[Natural-language object grounding data]
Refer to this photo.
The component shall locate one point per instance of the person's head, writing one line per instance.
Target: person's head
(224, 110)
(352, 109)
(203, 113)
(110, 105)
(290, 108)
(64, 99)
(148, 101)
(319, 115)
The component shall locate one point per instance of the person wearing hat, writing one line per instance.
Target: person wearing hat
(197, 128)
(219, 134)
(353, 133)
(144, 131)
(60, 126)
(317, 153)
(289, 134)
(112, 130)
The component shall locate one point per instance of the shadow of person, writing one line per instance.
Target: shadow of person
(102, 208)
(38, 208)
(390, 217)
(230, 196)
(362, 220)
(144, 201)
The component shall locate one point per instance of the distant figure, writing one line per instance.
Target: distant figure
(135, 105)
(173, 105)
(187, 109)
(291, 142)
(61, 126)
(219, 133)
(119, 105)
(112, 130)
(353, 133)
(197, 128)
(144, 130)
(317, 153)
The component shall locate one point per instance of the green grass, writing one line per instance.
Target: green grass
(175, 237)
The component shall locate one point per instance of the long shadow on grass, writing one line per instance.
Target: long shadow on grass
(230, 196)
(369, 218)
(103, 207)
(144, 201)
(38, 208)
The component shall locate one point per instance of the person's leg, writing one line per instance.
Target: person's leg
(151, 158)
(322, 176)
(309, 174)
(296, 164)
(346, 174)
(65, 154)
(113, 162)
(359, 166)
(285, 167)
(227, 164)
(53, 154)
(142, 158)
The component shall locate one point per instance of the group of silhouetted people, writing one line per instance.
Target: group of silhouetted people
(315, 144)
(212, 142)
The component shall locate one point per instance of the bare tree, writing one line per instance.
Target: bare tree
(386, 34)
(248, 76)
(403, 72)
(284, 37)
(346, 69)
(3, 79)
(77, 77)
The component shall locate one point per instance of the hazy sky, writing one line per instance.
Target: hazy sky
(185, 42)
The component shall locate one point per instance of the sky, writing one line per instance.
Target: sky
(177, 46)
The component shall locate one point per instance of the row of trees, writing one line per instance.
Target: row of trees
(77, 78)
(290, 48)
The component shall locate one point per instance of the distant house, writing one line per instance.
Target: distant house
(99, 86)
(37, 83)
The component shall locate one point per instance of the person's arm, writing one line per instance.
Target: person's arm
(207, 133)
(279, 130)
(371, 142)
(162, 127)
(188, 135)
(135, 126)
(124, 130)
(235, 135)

_WHAT THE EXERCISE ASKS_:
Please write out all of the records above, character for character.

_TASK RESULT_:
Refer to this photo.
The component shall locate one point per instance of the person's head, writing one line per instance.
Target: person's head
(224, 110)
(352, 109)
(203, 113)
(110, 105)
(290, 108)
(64, 99)
(148, 101)
(319, 115)
The component shall locate one point per instance of the person wearing hat, writing one line per instance.
Target: person wearing hat
(197, 128)
(219, 134)
(353, 133)
(144, 131)
(60, 126)
(317, 153)
(289, 134)
(112, 130)
The component shall locate one point per instance of the shadow of person, writing one line per instance.
Target: shadow of person
(102, 208)
(38, 208)
(390, 217)
(230, 196)
(362, 220)
(144, 201)
The component shall locate one point per instance of the distant figure, writing one line per instance.
Target: distant figure
(135, 105)
(173, 105)
(187, 109)
(291, 142)
(61, 126)
(219, 133)
(119, 105)
(112, 130)
(353, 133)
(197, 128)
(144, 130)
(317, 153)
The component shall locate one point per instance of the green grass, writing one line per instance.
Target: green grass
(175, 237)
The component shall locate one point per instance of the long shadow on grass, writing one line per instance.
Target: long shadow on grass
(230, 196)
(369, 218)
(103, 207)
(144, 201)
(38, 208)
The component shall locate one point per instance of the person's leg, writing one line per instance.
Target: person's leg
(151, 158)
(322, 176)
(309, 174)
(296, 164)
(346, 174)
(65, 154)
(113, 162)
(359, 166)
(285, 167)
(227, 164)
(53, 154)
(142, 158)
The component shall locate one point per instance of the group of silhouetted people, writing one line per instance.
Target: group of silhouetted people
(315, 144)
(212, 142)
The component shall locate one point per instance of the bare tree, writing one line per instance.
Target: bare tree
(386, 34)
(248, 76)
(403, 72)
(284, 37)
(346, 69)
(3, 79)
(77, 77)
The component shall locate one point per instance of the hazy sky, writing one line per instance.
Target: hazy sky
(185, 42)
The component shall locate one point per instance of the sky, writing one line per instance.
Target: sky
(177, 46)
The component shall locate one point per instance of the row of trees, writing one line per instance.
Target: row of trees
(77, 78)
(290, 48)
The component shall locate one point per instance of the distant house, writing one line per instance.
Target: distant house
(99, 86)
(37, 83)
The component shall locate one point per instance of the person's arm, writing one line per instance.
Target: person's arm
(207, 133)
(279, 130)
(371, 142)
(162, 127)
(188, 135)
(135, 126)
(124, 130)
(235, 135)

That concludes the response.